Task brief =
Please reproduce the whole listing without altering anything.

Data provided =
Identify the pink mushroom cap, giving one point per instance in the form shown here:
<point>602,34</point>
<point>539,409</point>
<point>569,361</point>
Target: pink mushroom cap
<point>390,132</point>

Written answer =
Identify the pink mushroom cap, giving one point per instance in the form shown here:
<point>602,34</point>
<point>539,409</point>
<point>569,361</point>
Target: pink mushroom cap
<point>390,132</point>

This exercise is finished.